◆ **WHAT TO PRODUCE**
Reproduce every one of the following entries word for word, omitting the pictures from your reply.

/---

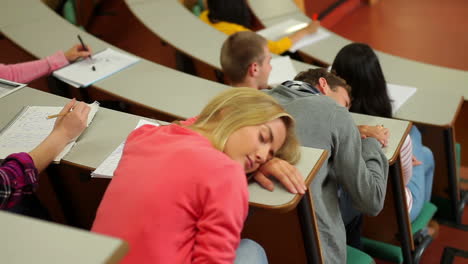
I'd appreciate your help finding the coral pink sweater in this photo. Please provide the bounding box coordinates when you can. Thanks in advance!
[92,124,248,264]
[0,51,68,83]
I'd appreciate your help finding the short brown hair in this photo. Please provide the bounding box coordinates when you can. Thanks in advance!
[220,31,268,83]
[294,68,351,96]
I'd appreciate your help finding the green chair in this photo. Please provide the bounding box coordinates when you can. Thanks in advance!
[346,246,375,264]
[362,202,437,263]
[192,0,205,16]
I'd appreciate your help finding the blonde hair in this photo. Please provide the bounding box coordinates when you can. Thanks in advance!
[191,88,300,164]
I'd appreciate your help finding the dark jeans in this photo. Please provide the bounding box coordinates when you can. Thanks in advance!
[6,194,51,221]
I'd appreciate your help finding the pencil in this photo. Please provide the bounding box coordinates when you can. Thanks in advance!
[47,113,68,119]
[76,35,96,71]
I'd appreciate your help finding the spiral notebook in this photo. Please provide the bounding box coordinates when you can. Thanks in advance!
[91,119,159,179]
[0,102,99,163]
[257,19,331,52]
[0,79,26,98]
[53,48,140,88]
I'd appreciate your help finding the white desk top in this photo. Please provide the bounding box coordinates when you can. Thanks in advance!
[0,87,323,208]
[249,0,468,126]
[125,0,315,72]
[0,0,228,117]
[249,147,327,210]
[0,211,128,264]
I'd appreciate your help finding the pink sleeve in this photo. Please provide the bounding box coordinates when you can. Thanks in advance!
[0,51,68,83]
[400,135,413,211]
[180,116,198,126]
[192,167,248,264]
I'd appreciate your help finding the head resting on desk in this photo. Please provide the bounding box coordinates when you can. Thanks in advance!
[332,43,392,117]
[294,68,351,108]
[190,87,300,173]
[220,31,271,89]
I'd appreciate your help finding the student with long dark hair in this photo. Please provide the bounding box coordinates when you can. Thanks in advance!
[200,0,320,54]
[332,43,434,235]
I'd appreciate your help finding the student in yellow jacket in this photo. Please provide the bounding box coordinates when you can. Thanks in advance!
[200,0,320,54]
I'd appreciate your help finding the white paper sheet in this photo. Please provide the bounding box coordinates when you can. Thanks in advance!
[53,48,140,87]
[268,56,297,86]
[387,83,417,114]
[257,19,330,52]
[91,119,159,178]
[0,79,26,98]
[0,102,99,162]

\---

◆ **ANSWER TO THE EXERCISE**
I'd appreciate your help finding the coral pink sweater in this photo. Please provide the bounding box coordinates when you can. Thanks in advance!
[92,124,248,264]
[0,51,68,83]
I'd appreciate your help finding the short brown hair in this photo. Please provide the bounding box coordinates when you can. Thanks in advance!
[220,31,268,83]
[294,68,351,96]
I'd appreciate your help finding the green chair in this photo. Please provide the bounding box coordinates when you can. Thanks in advance!
[346,246,375,264]
[362,202,437,263]
[192,0,205,16]
I'd appreciate your help finding the blonde hair in this photo. Please provide the bounding box coordinates when you can. Thanks in advance!
[191,88,300,164]
I'd appreciate your help finding the dark jeans in this photo. Please provide the bounding box coordinates when you can. Thanks in advance!
[6,194,51,221]
I'd appreciate your help finding the pencil in this photo. Please provide the bounding box coordinates when you can. Thanks in advance!
[47,113,68,119]
[76,35,96,71]
I'd appreciate your help finding the spiral notebook in this photo. Please provide the bounding box coordinates when you can. Thanks in advance!
[91,119,159,179]
[0,102,99,163]
[257,19,331,52]
[0,79,26,98]
[53,48,140,88]
I'd appreciate your help finding the white desk top in this photo. Please provide the bounding box coordinates when you can. Thanks in advance!
[0,87,323,208]
[249,0,468,126]
[125,0,315,72]
[0,0,228,117]
[249,147,327,210]
[0,211,128,264]
I'd appreciate your help finding the pink sleeve in this photo. Please provide the bounding box coordinates when you can. Thanks in advance!
[0,51,68,83]
[400,135,413,211]
[180,116,198,126]
[192,167,248,264]
I'd appreciate your help finding the head resting on desk in this photo. Please provide the bounding box coordinates when you can. Thanks in advance!
[332,43,392,117]
[294,68,351,108]
[190,87,300,173]
[220,31,271,89]
I'd appreciate your help finding the student with long dark hair in this photo. Please provide the bounding box coordinates when you can. Thanks in advance!
[200,0,320,54]
[332,43,434,235]
I'd appreciate your help finding the student in yellow jacket in this photo. Please provide the bounding box coordinates when you can. Thanks in advance!
[200,0,320,54]
I'd appreciate your help finding the white paper sheet in this photo. Please provide the bounding box coordinates when you can. Thanks in advance!
[53,48,140,87]
[268,56,297,86]
[387,83,417,114]
[257,19,330,52]
[91,119,159,178]
[0,79,26,98]
[0,102,99,162]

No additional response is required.